Excerpts of labeled region data:
>> start

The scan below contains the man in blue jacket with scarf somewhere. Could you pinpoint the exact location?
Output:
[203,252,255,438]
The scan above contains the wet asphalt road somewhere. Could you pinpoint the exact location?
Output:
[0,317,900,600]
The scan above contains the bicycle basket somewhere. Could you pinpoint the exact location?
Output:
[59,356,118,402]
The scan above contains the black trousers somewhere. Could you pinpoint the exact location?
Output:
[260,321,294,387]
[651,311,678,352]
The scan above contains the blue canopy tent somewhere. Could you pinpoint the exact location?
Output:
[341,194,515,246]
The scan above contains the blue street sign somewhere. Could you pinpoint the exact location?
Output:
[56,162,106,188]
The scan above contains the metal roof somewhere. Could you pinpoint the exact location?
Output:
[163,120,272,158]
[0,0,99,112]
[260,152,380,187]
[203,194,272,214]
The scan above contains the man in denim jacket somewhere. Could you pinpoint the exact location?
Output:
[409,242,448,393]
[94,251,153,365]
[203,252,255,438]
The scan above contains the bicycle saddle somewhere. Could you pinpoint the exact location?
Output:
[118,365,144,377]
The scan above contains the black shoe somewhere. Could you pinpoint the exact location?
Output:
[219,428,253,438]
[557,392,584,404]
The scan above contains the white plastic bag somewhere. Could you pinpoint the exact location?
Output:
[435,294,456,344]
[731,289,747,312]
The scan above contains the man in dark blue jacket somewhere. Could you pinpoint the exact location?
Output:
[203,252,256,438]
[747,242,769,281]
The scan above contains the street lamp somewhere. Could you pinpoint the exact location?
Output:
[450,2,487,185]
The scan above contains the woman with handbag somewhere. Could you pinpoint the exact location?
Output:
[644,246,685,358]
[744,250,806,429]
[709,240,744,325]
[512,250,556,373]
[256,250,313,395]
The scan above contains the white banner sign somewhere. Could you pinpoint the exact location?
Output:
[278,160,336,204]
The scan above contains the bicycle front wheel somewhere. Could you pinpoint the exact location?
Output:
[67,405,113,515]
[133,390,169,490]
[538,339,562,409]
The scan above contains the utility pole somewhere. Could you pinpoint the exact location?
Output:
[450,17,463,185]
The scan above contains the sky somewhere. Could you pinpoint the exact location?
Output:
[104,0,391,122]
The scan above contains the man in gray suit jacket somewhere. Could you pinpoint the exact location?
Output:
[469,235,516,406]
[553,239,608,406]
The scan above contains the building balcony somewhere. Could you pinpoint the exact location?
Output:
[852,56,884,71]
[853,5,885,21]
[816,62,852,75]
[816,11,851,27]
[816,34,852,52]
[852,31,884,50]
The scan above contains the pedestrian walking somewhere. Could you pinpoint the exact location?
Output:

>> end

▸ WHAT YOU ARE ASKED TO DO
Could you render the records above as a Markdown table with the columns Row and Line, starting from the line with "The scan above contains the white plastic" and going through the end of the records, both ends included? Leave out any blank lines.

▸ FINISHED EXERCISE
| Row | Line |
|---|---|
| 1 | The scan above contains the white plastic bag somewhere. Could you pinpoint the exact location? |
| 2 | Output: |
| 3 | [435,294,456,344] |
| 4 | [731,289,747,312] |
| 5 | The scan above contains the man in dark blue jacket somewhere. Could you pinpoint the exact location? |
| 6 | Output: |
| 7 | [203,252,256,438] |
| 8 | [747,242,769,281] |
| 9 | The scan above contains the street lamp somewhere. Could you pinpoint the exact location? |
| 10 | Output: |
| 11 | [450,2,487,185] |
| 12 | The scan above contains the woman with handbag somewhere. Could you pinpoint the exact location? |
| 13 | Output: |
| 14 | [644,246,685,358] |
| 15 | [744,250,806,429] |
| 16 | [709,240,744,325] |
| 17 | [512,250,556,373] |
| 18 | [256,250,313,395] |
| 19 | The scan above contains the white banner sign somewhere. Could you pinpoint the exact location? |
| 20 | Output: |
| 21 | [278,160,336,204] |
| 22 | The scan above contains the bicycle front wheel somewhere. Could you pinpoint the exact location? |
| 23 | Output: |
| 24 | [67,405,113,515] |
| 25 | [133,390,169,490] |
| 26 | [538,339,562,409] |
| 27 | The scan above contains the utility pole somewhere. Could you pinpoint the exact location? |
| 28 | Output: |
| 29 | [450,17,463,185] |
| 30 | The scan above contains the sky somewhere. Could you pinpoint the exact location? |
| 31 | Output: |
| 32 | [104,0,391,122] |
| 33 | The scan above contains the man in gray suit jacket somewhere. Could you pinpoint the exact location? |
| 34 | Output: |
| 35 | [469,235,516,406] |
| 36 | [553,239,608,406] |
| 37 | The scan above contains the building balcony somewhere. Could you pinpoint the exact location? |
| 38 | Output: |
| 39 | [852,56,884,71] |
| 40 | [853,5,885,21] |
| 41 | [816,62,852,75] |
| 42 | [816,11,851,27] |
| 43 | [816,34,852,52] |
| 44 | [852,31,884,50] |
| 45 | The scan above contains the pedestrian walking somewhere. Could you pinpoint the exact location? |
| 46 | Output: |